Required task:
Rewrite all the records below, swapping "pixel coordinates" for "image coordinates" and leaving everything else unchanged. Omit the pictures from your answer.

Record extracts:
◆ ◆ ◆ ◆ ◆ ◆ ◆

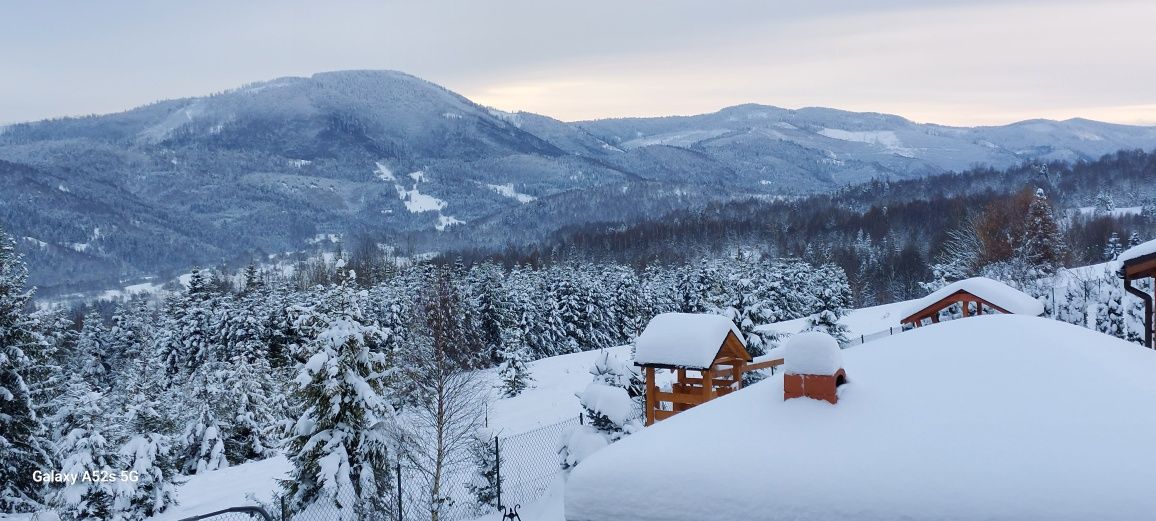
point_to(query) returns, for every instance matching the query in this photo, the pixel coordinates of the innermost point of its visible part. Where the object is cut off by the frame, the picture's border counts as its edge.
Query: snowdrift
(992, 417)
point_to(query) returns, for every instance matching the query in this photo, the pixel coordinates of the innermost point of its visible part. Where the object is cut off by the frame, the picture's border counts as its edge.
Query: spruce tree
(24, 445)
(1110, 311)
(484, 483)
(338, 444)
(87, 444)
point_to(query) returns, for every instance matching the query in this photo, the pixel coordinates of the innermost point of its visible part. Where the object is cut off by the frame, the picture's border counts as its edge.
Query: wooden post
(651, 388)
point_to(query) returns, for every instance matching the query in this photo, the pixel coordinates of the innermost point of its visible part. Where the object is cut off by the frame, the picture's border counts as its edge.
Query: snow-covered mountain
(392, 158)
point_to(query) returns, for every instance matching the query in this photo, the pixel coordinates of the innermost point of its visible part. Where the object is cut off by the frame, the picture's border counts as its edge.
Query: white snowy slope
(862, 321)
(683, 340)
(987, 289)
(550, 399)
(1000, 417)
(1138, 251)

◆ ◆ ◆ ◆ ◆ ◆ ◆

Answer for the task:
point_to(query) returns, for every instance matching the query in this photo, the image coordinates of the innermost point of its visible part. Where the object is cut off by the frame, the picture's border counts as its edge.
Query: snowdrift
(992, 417)
point_to(query) returns, for every instance matching the query in this photo, the image coordinates of the innermost point of its visible part. Where the object is cut off by the frame, the picture's border counts as its edge.
Query: spruce tree
(24, 445)
(1110, 311)
(484, 483)
(338, 444)
(87, 444)
point_to(query) returns, for every instance matching the query in this photo, the image coordinates of the innermost point of its visible part. Where the object is cut off by the frame, the picture's border counts as its edge.
Query: wooden post
(651, 388)
point_to(query) returns, for every instance matching the query in this photo, the image coordinates of the innermost point of its visible part. Where the object is cut off by the frame, the picture's border counts as its edge.
Query: snow-covered mountain
(392, 158)
point_to(query) returns, for every instance matching the query in this photo, the image coordinates of the innermost point of its visible part. Where the object is cut off by the frame, the picture's border counts as its edge.
Query: white snowy slope
(862, 321)
(683, 340)
(987, 289)
(550, 399)
(1000, 417)
(1138, 251)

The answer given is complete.